# ENTRIES SHOWN:
---------------

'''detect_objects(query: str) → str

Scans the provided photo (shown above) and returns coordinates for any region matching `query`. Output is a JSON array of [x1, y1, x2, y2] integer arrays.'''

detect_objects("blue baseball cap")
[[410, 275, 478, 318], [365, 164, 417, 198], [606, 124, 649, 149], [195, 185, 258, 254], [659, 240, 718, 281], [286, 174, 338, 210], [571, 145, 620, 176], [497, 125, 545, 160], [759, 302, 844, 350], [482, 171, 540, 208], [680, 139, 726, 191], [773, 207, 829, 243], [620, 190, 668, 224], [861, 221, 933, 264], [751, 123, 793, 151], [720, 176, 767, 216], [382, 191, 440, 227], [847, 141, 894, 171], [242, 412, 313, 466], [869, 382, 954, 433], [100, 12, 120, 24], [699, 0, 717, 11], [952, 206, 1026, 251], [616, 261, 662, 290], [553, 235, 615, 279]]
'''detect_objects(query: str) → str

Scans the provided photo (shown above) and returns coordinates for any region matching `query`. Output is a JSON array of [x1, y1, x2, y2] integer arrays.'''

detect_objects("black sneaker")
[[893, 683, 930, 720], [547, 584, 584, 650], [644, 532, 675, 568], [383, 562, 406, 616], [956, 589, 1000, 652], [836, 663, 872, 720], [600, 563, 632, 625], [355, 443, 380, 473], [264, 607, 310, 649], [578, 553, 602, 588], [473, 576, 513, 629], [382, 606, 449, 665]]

---------------

The full set of entries must be transcribed exactly.

'''detect_objects(query: str) → str

Scans the provided photo (shown above) and returns coordinates for any region matching `query`. Output is a JSON array of [x1, y1, x2, y2] integer arrays.'''

detect_objects("blue baseball cap")
[[410, 275, 478, 318], [365, 164, 417, 198], [606, 124, 649, 149], [195, 185, 258, 254], [659, 240, 718, 281], [286, 174, 338, 210], [571, 145, 620, 176], [497, 125, 545, 160], [759, 302, 844, 350], [482, 171, 540, 208], [680, 139, 726, 191], [773, 207, 829, 243], [620, 190, 668, 224], [861, 221, 933, 264], [751, 123, 793, 151], [720, 176, 767, 216], [382, 191, 440, 227], [847, 141, 894, 171], [242, 412, 313, 466], [869, 382, 954, 433], [100, 12, 120, 24], [699, 0, 717, 11], [952, 206, 1026, 251], [616, 261, 662, 290], [553, 235, 615, 279]]
'''detect_objects(query: str) → str

Scans the provided photo (shown above) and returns coordinates for any region matching `query`. Output is a JSON array of [x1, y1, x2, y2] integer arrays.'''

detect_objects("black sneaker")
[[893, 683, 930, 720], [547, 584, 584, 650], [644, 532, 675, 568], [383, 562, 406, 616], [956, 589, 1000, 652], [836, 663, 872, 720], [600, 563, 632, 625], [355, 443, 380, 473], [264, 607, 310, 649], [578, 553, 602, 588], [473, 576, 513, 629], [382, 606, 449, 665]]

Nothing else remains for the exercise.